→ **Stated exercise 1**: In the Oliva event thread, when is the event held?
→ **Stated exercise 2**: Using the Oliva event thread, say whether each statement agrees with it, and quote the words that decide it: (a) The event will offer a microbrew. (b) xxwaldoxx-cl plans to attend. (c) supergirl says the event is within the distance she is allowed to go.

# Oliva Event @ Patriot in Quakertown,PA 6-1-07



## Bulz (Apr 14, 2007)

With a microbrew and specials on all Oliva's we are certain for a good time.

Friday evening June 1st.


----------



## Bulz (Apr 14, 2007)

How does one fix the date on the event calendar?


----------



## cigar_joel (May 16, 2006)

Sam, really, come to KC bro. I need some Ligero...not your wife...the leaf...lol.

Joel


----------



## xxwaldoxx-cl (Mar 3, 2007)

I'd love to go, but it is not possible. The fiance would be mega missed if she found out I was at a cigar event the day after we made settlement on a house.

Definitely next time though.


----------



## SingleMaltScott-cl (Mar 19, 2007)

You know I'll be there!!!


----------



## Bulz (Apr 14, 2007)

SingleMaltScott said:


> You know I'll be there!!!


That's what I'm talking about!


----------



## supergirl (Apr 17, 2007)

Aww...that's about an hour further than I'm allowed to go.  Darn.


----------



## BigBuddha76 (Mar 15, 2005)

say hello to Kong for me...

and while you're in Quakertown go visit the pyramids...

(take 313 east and at the wagon wheel bar (all you can eat wings tues wed thurs) bear left. make the 1st left at clymer rd and follow it to the T. the pyramids are on the right)


----------

→ **Data provided**:
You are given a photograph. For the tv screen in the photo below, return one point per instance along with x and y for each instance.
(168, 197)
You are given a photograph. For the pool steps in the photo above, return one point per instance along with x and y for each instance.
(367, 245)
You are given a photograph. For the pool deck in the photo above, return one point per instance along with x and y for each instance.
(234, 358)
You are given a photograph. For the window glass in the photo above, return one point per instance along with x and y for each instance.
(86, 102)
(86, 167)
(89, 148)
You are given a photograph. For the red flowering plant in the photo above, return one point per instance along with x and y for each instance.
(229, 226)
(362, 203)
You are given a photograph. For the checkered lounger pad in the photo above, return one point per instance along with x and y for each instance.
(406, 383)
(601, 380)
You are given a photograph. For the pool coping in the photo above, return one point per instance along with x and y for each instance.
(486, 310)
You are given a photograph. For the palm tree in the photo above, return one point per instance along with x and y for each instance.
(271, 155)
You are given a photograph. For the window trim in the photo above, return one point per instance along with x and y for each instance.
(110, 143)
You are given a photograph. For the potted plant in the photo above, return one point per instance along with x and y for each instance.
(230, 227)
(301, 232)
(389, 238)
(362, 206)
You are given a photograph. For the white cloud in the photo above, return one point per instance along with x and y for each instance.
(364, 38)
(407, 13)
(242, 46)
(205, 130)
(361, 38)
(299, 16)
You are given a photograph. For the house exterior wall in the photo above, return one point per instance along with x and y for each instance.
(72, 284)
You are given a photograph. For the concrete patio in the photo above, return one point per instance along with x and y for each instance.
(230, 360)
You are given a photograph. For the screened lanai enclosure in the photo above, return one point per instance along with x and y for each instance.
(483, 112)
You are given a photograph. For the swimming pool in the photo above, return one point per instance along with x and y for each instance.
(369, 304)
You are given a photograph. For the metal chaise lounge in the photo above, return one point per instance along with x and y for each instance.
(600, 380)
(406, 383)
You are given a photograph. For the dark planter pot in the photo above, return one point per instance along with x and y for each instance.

→ **Result 1**: Friday evening, June 1st.

→ **Result 2**:
(a) Yes: "With a microbrew and specials on all Oliva's we are certain for a good time."
(b) No: "I'd love to go, but it is not possible."
(c) No: "that's about an hour further than I'm allowed to go."